> **Work to complete**
Nothing but the lines from the one with "# gives pixel" through the end of the records below should be written out, and each must match word for word.

> **Stored data**
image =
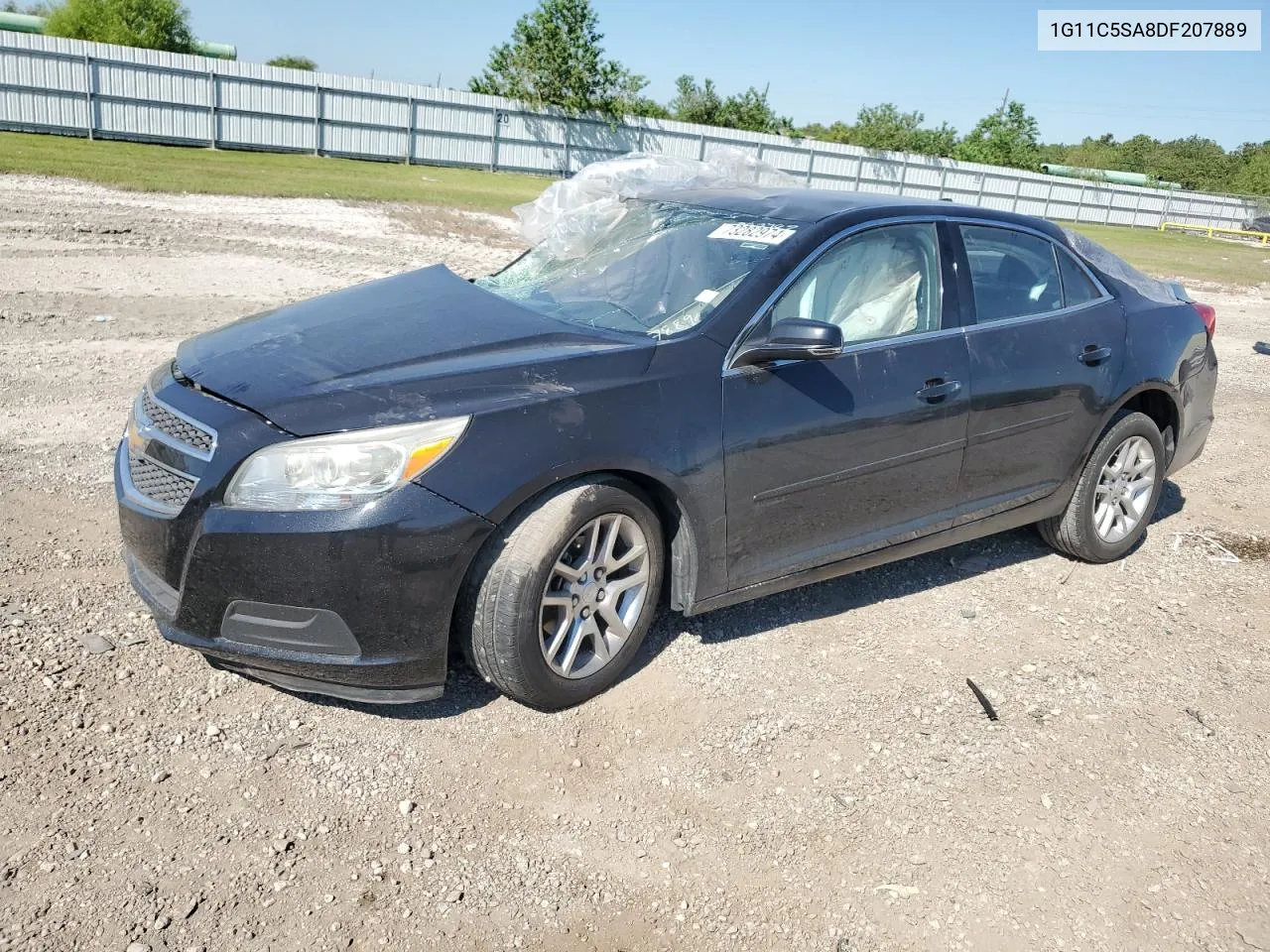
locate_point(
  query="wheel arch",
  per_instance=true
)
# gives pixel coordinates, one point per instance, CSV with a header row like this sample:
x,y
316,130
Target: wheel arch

> **Response**
# gives pixel coordinates, one point per instance, CSV with a header row like this sample:
x,y
316,130
Target: wheel arch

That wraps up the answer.